— Source document —
▼

The invention discloses a method comprising providing a fluid comprising a viscosifying agent in an aqueous medium; contacting the fluid with a N-halogenated derivative of hydantoin; whereby the viscosity of the fluid with the N-halogenated derivative of hydantoin is reduced compared to the viscosity of the fluid alone; and introducing the fluid into a well. The N-halogenated derivative of hydantoin can be dichlorodimethylhydantoin (DCDMH), bromochlorodimethylhydantoin (BCDMH), or dibromodimethylhydantoin (DBDMH). The N-halogenated derivative of hydantoin can be 1,3-Dichloro-5,5-dimethylhydantoin or 1,3-Dibromo-5,5-dimethylhydantoin.

Description

    FIELD OF THE INVENTION
  • The invention relates to use of composition fluids made with N-halogenated derivatives of hydantoin. More particularly, the invention relates to use of that fluid for operations in a well from a subterranean petroleum reservoir. Most particularly, the invention relates to use of that produced water for stimulation operations as slickwater.
  • BACKGROUND
  • Slickwater fracturing has increased over the past decade with the advent of shale gas plays. Horizontal wells are now the standard with up to 1 million gallons of water in as many as 6 to 9 frac stages per well. The objective is to create as much contact with the reservoir. To pump high-rate fracture stimulation with fresh water or brine, a friction reducer is required. Most friction reducers used in slickwater fracturing are high-molecular-weight polyacrylamide emulsions. These emulsions are easy to disperse and hydrate into water and also easy to pump and meter.

▲

— Work instructions —
1. Answer these from the hydantoin patent text:
(a) Which three N-halogenated derivatives of hydantoin does it name by abbreviation?
(b) How many frac stages per well does it give for horizontal wells?
(c) What are most friction reducers used in slickwater fracturing?
2. Write out the hydantoin patent text word for word, everything from "FIELD OF THE" down to "operations as slickwater.".
Rely on the hydantoin patent text alone.

— Data extract —

▼

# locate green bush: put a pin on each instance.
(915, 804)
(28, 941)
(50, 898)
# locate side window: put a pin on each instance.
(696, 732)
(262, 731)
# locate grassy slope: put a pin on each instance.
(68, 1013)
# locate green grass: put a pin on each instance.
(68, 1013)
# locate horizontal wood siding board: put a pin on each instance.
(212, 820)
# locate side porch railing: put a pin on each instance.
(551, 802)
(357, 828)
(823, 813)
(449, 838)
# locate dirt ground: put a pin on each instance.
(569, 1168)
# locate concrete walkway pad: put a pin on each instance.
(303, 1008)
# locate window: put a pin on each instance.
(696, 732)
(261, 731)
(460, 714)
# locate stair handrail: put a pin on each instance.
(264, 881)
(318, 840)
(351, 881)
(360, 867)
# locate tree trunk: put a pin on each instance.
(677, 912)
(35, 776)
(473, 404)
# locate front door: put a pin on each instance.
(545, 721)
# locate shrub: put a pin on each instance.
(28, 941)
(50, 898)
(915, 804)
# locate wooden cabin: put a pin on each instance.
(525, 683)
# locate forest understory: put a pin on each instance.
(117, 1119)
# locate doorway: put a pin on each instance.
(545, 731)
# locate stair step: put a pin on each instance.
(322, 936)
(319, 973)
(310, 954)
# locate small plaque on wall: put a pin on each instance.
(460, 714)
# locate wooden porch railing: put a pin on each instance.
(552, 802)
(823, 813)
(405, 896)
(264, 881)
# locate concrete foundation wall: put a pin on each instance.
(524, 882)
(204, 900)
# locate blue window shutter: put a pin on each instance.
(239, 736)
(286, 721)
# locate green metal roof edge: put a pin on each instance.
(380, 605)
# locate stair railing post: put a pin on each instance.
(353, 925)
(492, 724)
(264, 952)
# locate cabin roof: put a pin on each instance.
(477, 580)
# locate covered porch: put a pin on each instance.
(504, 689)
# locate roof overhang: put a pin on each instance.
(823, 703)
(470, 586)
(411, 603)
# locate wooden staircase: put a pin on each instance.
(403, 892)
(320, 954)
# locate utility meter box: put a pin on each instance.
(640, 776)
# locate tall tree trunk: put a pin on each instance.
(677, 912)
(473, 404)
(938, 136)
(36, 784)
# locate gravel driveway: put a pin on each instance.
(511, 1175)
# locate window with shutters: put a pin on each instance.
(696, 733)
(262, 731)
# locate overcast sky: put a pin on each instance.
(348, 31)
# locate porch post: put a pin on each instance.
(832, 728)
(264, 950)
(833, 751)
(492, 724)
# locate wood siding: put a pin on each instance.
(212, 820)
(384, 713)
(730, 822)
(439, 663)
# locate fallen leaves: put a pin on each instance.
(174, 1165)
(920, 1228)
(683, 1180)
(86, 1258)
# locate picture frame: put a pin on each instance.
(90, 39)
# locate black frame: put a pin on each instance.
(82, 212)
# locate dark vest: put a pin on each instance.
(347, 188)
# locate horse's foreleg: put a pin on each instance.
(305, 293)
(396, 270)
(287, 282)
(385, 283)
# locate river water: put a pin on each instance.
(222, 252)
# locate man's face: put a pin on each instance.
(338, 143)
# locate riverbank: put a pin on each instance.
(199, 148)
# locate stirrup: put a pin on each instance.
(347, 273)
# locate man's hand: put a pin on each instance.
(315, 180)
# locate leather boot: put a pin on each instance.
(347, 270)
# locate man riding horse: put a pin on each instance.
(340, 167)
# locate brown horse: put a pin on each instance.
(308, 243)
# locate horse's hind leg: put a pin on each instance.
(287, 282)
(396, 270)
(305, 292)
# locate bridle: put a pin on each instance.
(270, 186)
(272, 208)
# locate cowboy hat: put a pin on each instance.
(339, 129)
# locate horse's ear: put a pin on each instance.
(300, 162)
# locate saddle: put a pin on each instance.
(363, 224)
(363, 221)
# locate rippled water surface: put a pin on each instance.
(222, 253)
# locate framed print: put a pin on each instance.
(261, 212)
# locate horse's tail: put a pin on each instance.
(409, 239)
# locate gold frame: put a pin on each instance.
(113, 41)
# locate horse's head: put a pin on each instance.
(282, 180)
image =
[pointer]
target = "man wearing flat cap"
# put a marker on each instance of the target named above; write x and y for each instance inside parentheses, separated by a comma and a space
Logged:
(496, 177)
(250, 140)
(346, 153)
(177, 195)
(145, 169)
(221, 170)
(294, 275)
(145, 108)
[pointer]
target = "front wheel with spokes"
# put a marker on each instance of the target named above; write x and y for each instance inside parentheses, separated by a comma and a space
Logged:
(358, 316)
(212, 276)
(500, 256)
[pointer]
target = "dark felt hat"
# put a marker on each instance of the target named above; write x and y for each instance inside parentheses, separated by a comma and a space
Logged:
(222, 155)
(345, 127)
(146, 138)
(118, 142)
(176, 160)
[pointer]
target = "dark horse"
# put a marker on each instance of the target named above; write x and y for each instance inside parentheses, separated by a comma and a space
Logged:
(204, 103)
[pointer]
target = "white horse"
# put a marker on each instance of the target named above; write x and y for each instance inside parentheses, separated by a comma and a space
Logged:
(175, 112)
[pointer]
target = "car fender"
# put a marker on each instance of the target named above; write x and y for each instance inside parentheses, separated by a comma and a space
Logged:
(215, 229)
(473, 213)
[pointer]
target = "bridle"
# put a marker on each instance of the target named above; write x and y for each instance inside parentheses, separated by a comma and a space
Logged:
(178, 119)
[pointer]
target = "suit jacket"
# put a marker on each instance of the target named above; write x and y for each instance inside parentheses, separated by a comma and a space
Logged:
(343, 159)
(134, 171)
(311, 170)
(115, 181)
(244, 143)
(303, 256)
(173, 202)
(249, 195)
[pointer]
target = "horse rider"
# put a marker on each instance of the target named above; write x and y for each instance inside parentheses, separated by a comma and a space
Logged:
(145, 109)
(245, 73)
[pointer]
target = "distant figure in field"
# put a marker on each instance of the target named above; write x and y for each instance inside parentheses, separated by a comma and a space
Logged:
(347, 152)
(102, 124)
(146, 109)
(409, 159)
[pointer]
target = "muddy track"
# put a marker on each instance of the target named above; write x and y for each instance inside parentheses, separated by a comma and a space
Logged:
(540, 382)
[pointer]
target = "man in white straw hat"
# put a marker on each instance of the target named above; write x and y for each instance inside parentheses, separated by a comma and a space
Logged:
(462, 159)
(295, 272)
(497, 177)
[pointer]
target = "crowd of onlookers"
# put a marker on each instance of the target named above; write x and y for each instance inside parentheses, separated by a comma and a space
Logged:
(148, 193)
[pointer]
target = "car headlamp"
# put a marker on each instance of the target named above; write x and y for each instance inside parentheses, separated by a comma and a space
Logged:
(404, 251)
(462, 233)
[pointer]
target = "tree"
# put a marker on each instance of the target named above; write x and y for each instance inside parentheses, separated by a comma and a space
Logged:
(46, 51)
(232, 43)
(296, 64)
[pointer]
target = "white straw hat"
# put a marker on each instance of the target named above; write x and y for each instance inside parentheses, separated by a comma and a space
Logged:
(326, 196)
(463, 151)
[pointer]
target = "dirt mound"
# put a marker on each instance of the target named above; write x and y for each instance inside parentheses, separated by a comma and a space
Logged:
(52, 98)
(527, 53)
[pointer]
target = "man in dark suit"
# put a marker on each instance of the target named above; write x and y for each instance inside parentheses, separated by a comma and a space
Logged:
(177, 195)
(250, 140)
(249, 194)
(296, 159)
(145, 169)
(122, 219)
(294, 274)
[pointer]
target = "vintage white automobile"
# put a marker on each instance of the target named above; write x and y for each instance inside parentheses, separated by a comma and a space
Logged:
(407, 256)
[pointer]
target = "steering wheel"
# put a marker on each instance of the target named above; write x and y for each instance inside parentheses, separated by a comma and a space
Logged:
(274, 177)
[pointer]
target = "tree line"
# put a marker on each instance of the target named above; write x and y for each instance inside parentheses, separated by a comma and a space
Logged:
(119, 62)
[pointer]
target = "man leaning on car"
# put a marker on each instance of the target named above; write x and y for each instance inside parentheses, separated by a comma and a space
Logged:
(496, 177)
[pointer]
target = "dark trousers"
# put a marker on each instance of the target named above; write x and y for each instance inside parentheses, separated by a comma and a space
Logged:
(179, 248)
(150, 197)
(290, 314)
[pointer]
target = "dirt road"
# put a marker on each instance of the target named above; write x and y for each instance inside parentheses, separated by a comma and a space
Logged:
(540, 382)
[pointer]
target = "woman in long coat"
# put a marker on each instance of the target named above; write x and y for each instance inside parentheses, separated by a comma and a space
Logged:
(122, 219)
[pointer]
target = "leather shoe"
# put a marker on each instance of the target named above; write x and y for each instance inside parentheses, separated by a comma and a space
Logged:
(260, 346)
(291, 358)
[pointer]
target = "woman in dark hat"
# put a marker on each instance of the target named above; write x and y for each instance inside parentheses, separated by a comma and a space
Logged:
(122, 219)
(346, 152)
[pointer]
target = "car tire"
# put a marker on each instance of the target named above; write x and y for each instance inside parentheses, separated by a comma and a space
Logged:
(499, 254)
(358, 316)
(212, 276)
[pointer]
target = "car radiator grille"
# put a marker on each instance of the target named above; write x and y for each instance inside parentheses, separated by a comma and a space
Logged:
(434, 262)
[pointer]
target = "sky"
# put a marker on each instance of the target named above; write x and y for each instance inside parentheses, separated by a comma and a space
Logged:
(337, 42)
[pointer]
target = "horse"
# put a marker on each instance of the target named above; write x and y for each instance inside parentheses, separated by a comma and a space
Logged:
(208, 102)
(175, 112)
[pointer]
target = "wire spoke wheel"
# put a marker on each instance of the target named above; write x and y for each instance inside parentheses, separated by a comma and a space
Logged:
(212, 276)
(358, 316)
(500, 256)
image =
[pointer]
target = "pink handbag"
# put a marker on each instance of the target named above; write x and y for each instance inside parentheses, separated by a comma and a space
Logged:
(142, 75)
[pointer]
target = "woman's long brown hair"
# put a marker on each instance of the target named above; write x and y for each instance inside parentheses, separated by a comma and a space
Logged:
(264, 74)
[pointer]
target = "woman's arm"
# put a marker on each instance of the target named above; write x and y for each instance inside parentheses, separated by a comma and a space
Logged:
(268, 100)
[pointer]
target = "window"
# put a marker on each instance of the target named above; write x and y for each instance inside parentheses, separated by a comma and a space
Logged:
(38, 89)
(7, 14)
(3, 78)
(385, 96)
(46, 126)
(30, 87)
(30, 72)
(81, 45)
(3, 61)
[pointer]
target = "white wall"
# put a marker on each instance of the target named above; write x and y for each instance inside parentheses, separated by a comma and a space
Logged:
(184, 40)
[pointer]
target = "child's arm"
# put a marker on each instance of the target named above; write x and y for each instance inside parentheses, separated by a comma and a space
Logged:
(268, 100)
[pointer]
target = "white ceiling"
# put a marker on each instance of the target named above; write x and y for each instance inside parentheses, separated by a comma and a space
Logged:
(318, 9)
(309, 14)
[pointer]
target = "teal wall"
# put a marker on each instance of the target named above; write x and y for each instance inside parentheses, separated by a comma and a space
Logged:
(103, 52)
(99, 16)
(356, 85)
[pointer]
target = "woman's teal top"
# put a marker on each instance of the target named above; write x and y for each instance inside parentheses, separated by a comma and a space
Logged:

▲

— Written responses —
1.
(a) DCDMH (dichlorodimethylhydantoin), BCDMH (bromochlorodimethylhydantoin) and DBDMH (dibromodimethylhydantoin).
(b) As many as 6 to 9.
(c) High-molecular-weight polyacrylamide emulsions.

2.
FIELD OF THE INVENTION
  • The invention relates to use of composition fluids made with N-halogenated derivatives of hydantoin. More particularly, the invention relates to use of that fluid for operations in a well from a subterranean petroleum reservoir. Most particularly, the invention relates to use of that produced water for stimulation operations as slickwater.